## PROBLEM REQUIREMENTS:
Pick out every line in the rows below that contains the word "white", and copy each of those lines in full.
───── RECORDS SUPPLIED
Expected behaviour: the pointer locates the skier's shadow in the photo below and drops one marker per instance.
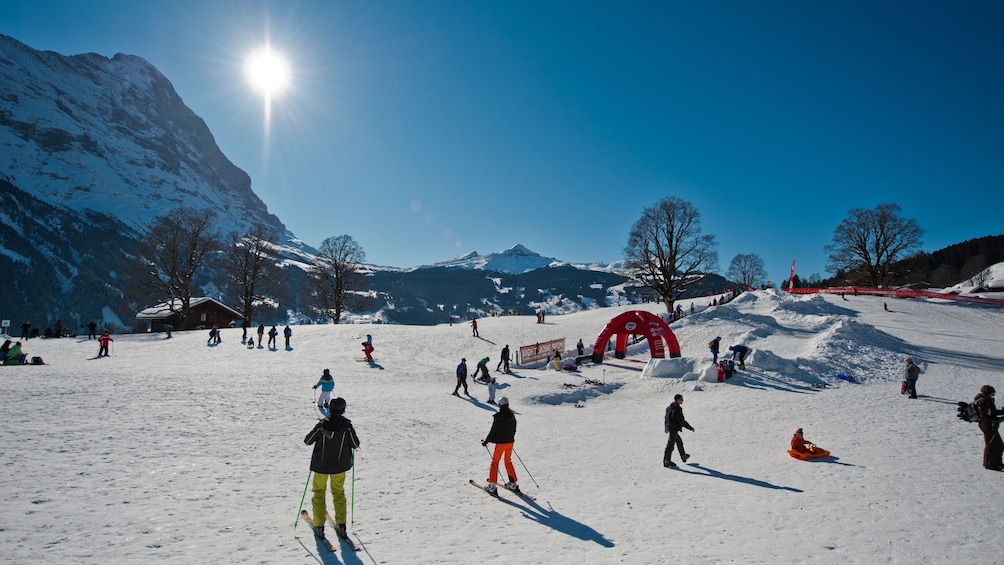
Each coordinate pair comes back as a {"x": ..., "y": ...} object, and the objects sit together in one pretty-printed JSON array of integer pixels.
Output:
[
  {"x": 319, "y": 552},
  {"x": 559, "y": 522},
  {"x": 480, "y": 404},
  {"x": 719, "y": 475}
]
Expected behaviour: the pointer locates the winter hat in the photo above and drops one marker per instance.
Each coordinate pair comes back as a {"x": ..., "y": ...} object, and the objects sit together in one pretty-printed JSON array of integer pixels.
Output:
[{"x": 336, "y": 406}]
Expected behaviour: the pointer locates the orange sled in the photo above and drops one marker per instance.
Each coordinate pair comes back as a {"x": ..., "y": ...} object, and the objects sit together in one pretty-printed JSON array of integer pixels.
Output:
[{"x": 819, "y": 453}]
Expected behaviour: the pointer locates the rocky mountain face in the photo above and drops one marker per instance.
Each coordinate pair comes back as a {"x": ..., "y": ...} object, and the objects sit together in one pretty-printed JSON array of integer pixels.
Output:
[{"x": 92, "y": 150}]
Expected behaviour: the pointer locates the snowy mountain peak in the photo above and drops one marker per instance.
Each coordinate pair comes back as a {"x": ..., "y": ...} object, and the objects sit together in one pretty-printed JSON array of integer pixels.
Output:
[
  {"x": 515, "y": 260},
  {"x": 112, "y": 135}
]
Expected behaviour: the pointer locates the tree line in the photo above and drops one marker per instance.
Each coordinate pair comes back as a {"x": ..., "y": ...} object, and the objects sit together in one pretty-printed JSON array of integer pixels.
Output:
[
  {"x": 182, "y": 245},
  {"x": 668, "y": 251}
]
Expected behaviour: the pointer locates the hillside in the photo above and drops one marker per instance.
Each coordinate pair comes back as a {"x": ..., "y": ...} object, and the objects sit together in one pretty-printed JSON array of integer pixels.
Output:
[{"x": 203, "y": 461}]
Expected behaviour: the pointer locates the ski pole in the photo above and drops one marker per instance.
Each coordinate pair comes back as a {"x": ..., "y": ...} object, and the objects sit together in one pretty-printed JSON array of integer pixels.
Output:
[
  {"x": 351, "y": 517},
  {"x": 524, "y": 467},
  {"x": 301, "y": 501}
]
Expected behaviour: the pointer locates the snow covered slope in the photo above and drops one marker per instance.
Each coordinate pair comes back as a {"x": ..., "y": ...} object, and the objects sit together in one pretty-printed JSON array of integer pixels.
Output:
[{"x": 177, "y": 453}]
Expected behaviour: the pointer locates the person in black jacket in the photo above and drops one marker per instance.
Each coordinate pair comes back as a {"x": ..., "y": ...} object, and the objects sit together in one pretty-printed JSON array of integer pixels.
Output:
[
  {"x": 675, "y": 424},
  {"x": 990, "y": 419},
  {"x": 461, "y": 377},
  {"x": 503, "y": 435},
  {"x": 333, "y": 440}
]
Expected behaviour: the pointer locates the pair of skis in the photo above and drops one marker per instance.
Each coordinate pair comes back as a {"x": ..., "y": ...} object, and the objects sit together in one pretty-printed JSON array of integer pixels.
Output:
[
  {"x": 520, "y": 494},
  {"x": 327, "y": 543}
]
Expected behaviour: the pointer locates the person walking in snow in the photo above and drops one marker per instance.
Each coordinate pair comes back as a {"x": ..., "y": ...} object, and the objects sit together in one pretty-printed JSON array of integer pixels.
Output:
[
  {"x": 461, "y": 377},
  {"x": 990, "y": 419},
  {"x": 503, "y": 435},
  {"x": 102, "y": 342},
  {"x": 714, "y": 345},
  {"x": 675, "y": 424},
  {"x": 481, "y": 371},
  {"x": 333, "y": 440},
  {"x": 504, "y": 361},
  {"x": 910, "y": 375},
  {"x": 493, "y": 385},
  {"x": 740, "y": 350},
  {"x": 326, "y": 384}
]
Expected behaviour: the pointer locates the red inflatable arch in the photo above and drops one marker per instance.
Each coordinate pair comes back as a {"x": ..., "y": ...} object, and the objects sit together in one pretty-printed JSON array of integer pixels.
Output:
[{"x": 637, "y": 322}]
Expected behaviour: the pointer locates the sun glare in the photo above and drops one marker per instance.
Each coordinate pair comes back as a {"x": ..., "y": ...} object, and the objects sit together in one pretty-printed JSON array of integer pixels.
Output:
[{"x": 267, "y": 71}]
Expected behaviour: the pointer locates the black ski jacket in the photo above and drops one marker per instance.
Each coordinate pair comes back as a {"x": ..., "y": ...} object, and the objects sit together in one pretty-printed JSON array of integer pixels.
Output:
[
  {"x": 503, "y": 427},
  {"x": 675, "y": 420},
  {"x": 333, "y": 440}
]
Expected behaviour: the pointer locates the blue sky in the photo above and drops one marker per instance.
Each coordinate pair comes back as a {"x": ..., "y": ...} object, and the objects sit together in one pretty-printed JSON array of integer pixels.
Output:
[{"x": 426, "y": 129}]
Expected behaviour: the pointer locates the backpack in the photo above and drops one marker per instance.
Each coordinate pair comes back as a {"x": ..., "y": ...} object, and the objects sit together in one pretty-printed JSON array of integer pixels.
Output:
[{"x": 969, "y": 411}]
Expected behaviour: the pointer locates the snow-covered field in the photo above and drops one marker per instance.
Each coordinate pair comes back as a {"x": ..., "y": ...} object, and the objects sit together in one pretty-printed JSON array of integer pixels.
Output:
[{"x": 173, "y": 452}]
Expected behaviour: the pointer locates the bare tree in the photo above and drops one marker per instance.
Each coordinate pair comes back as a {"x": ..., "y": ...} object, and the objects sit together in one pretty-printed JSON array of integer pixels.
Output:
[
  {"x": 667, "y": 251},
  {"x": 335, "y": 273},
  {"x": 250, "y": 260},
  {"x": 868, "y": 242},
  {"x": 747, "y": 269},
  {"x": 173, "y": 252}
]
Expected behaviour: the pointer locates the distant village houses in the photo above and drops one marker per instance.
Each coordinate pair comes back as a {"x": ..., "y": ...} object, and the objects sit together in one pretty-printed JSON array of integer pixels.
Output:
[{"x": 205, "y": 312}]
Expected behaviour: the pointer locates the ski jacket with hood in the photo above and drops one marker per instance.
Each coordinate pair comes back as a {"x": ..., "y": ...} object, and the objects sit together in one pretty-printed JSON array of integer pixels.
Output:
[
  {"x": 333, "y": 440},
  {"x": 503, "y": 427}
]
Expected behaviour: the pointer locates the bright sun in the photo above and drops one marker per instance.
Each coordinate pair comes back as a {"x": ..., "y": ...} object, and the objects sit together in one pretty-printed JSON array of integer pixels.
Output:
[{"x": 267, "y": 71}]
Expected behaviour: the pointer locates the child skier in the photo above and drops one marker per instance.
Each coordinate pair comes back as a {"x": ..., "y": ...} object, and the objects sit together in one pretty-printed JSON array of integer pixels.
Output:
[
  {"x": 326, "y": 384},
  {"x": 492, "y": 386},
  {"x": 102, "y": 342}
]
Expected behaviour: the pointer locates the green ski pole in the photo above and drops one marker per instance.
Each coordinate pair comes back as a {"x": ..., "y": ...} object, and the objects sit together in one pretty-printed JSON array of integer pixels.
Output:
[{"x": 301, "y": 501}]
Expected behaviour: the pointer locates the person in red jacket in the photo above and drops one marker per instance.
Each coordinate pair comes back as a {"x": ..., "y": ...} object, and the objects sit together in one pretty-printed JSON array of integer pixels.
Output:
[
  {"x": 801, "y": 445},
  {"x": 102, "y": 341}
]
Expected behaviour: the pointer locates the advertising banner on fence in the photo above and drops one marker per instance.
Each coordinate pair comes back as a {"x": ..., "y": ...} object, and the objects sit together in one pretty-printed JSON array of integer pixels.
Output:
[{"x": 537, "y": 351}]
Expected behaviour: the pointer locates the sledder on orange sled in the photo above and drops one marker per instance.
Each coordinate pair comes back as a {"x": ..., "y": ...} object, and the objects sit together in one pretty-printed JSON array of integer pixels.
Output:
──────────
───── RECORDS SUPPLIED
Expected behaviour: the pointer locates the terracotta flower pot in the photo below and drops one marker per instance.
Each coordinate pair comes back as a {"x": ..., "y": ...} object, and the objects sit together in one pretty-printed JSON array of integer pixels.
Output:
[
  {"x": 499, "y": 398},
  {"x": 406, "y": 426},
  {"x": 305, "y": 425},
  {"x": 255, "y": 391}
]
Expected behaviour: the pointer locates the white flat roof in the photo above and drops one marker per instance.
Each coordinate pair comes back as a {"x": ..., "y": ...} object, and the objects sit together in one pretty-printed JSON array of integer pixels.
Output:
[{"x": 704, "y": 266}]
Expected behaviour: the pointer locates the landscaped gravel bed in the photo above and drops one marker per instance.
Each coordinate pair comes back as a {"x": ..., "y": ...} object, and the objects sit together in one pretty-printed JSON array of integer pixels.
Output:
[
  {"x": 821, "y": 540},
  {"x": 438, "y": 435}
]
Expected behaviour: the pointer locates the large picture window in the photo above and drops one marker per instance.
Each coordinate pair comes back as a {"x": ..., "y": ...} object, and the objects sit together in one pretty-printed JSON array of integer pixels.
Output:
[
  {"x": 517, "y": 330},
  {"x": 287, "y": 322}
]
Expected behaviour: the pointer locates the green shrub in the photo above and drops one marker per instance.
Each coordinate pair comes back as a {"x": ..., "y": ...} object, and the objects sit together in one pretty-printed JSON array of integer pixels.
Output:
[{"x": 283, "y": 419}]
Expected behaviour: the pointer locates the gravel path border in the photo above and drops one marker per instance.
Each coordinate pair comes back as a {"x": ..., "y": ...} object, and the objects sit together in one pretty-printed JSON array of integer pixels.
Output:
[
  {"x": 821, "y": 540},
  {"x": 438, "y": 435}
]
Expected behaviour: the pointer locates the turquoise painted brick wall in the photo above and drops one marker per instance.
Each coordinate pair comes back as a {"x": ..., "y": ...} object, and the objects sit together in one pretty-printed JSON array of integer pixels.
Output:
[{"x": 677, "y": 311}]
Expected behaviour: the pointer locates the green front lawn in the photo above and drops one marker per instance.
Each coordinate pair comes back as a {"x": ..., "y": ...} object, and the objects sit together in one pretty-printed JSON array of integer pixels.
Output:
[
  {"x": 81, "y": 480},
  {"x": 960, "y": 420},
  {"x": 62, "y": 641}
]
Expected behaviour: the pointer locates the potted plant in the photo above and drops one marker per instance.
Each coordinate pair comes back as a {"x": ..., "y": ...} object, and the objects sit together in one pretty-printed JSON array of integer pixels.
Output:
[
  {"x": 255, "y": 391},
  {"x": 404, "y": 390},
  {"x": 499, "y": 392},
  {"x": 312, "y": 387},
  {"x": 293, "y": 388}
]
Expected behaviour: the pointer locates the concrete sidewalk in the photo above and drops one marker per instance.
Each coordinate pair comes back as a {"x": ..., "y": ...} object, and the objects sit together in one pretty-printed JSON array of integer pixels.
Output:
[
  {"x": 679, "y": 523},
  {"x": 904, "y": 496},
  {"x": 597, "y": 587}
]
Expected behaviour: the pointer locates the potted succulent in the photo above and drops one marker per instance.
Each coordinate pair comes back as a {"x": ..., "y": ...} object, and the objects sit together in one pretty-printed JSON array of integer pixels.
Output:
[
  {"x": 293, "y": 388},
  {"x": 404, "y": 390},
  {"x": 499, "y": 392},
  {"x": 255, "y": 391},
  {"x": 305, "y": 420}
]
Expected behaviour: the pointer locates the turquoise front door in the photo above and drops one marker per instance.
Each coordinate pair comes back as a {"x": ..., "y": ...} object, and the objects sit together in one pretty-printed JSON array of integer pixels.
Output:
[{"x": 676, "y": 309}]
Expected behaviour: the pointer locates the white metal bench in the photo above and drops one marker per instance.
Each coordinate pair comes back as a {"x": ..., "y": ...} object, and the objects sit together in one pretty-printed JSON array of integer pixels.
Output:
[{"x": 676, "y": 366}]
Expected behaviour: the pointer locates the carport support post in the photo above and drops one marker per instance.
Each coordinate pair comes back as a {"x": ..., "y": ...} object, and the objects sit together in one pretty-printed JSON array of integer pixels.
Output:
──────────
## RESULT OF THIS TASK:
Expected behaviour: the pointer locates the white flat roof in the photo above and drops one marker per instance.
Expected behaviour: the pointer locates the white metal bench in the photo above and drops one marker per instance.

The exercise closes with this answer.